━━ SUPPLIED RECORDS ━━
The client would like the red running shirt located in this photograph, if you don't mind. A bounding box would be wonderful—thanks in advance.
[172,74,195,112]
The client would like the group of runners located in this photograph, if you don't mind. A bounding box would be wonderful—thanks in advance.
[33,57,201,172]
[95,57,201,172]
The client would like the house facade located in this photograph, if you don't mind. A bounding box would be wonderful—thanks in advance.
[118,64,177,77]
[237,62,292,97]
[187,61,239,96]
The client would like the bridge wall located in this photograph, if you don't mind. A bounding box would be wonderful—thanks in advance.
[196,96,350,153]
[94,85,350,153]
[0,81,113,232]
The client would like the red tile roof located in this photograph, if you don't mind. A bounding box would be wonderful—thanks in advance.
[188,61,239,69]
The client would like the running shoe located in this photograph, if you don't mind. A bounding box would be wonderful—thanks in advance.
━━━
• **WHAT NEEDS TO BE DONE**
Update the entries above so that each "client" becomes "customer", and leave everything else untouched.

• **RESULT FOR THIS TASK**
The customer would like the red running shirt located in this photograph, if you don't mind. A bounding box would be wonderful—thanks in advance.
[172,74,195,112]
The customer would like the group of runners located in this photograph, if you don't mind. A bounding box would be wonderful—thanks in advance.
[33,57,201,172]
[95,57,201,172]
The customer would like the house facade located in this photograph, if you don't mind. A bounding box would be wonderful—thanks in advance.
[118,64,177,77]
[237,62,292,97]
[187,61,239,96]
The customer would like the bridge wall located in this photograph, if you don't mind. A bounding box would be wonderful—thanks in advance.
[196,96,350,153]
[94,85,350,153]
[0,81,113,232]
The customer would like the red tile roof located in this photograph, if you don't mind. A bounding box would be wonderful—thanks in advance.
[188,61,239,69]
The customer would like the running shoe located in this photograph, if you don't mind. A bounding box would be wonderful—thanks in advance.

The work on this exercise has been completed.